Selected text:
Skip to main contentIBM Quantum Documentation

Hardware overview


About IBM Quantum hardware

IBM Quantum offers both open and premium access to a wide variety of quantum systems. All quantum systems deployed by IBM Quantum are based on superconducting qubit technology, as the control and scalability of this technology pave a clear path to achieving quantum advantage with these systems. You can see the full details of all IBM Quantum systems on the Compute resources page (opens in a new tab).


Processor types

Processor types are named for the general technology qualities that go into builds, consisting of the family and revision. Family (e.g., Falcon) refers to the size and scale of circuits possible on the chip. This is primarily determined by the number of qubits and the connectivity graph. Revisions (e.g., r1) are design variants within a given family, often leading to performance improvements or tradeoffs. Segments are comprised of chip sub-sections, and are defined within a given family. For instance, segment H of a Falcon consists of seven qubits arranged as seen in the illustration below. Segment H on a Hummingbird, if implemented, could be entirely different.

../../../_images/seg-h.png

Illustration of segment H on a Falcon processor.

Osprey

Osprey processor icon

Osprey is nearly quadruple the size of Eagle at 433 qubits. The larger chip sizes have required further enhancements to device packaging, as well as custom flex cabling in the cryostat to fit the greater I/O requirements within the same wiring footprint.

Eagle

Eagle processor icon

At 127 qubits, the Eagle processor family incorporates more scalable packaging technologies than previous generations. In particular, signals pass through multiple chip layers so as to allow for high-density I/O without sacrificing performance.

See this blog post (opens in a new tab) for more about the Eagle processor family.

Revisions

r3 (December 2022) Eagle r3 is a version of the 127-qubit processor with enhanced coherence properties but otherwise similar design parameters to Eagle r1.

r1 (December 2021) At the qubit level, Eagle r1 uses similar design elements and parameters to Falcon r5.11, enabling similarly fast readout. Gate speeds and error rates should also be similar.

Written problem A: According to the IBM Quantum hardware overview, how many qubits does the Osprey processor have?
Written problem B: Print the part of the IBM Quantum hardware overview starting with "Eagle processor icon" and going on through "to Eagle r1.".
Written problem C: Proceed with the IBM Quantum hardware overview from the point where it stops.

Data extract:
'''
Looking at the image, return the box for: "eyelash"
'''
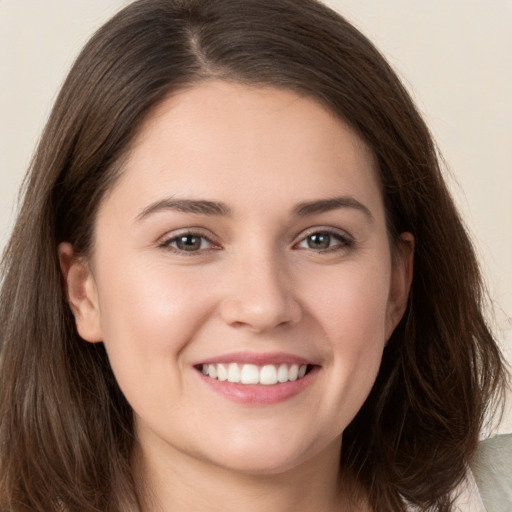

Written response A: 433 qubits

Written response B:
Eagle processor icon

At 127 qubits, the Eagle processor family incorporates more scalable packaging technologies than previous generations. In particular, signals pass through multiple chip layers so as to allow for high-density I/O without sacrificing performance.

See this blog post (opens in a new tab) for more about the Eagle processor family.

Revisions

r3 (December 2022) Eagle r3 is a version of the 127-qubit processor with enhanced coherence properties but otherwise similar design parameters to Eagle r1.

Written response C:
Hummingbird

Hummingbird processor icon

Using a heavy-hexagonal qubit layout, the Hummingbird family allows up to 65 qubits.

Revisions

r3 (December 2021) This version of Hummingbird with 65 qubits has enhanced coherence properties.

r2 (August 2020) Released in 3Q 2020, this revision contains 65 qubits. Improvements previously demonstrated on Falcons, like readout multiplexing, space-efficient qubit-qubit couplers, and flip-chip technology enhanced the capabilities of the Hummingbird family and led to a scalable 65Q design.

r1 (October 2019) This revision is the first attempt at supporting a large (>50) number of qubits on a chip.

Egret

Egret processor icon

Egret brings the innovations of tunable couplers onto a 33-qubit platform, resulting in faster and higher-fidelity two-qubit gates.

Revisions

r1 (December 2022) The first realization of the Egret processor has demonstrated the highest Quantum Volume among IBM Quantum systems and a substantial improvement in two-qubit gate error rates (https://research.ibm.com/blog/quantum-volume-256 (opens in a new tab)). This new quantum processor boasts a substantial speedup and fidelity improvement (many gates approaching 99.9%) in two-qubit gates while reducing spectator errors.

Falcon

Falcon processor icon

The Falcon family of devices offers a valuable platform for medium-scale circuits, and also serves as a valuable platform for demonstrating performance and scalability improvements before they’re pushed onto the larger devices.

Revisions

r8 (September 2021) In addition to the features of r5.11, Falcon r8 has enhanced coherence properties.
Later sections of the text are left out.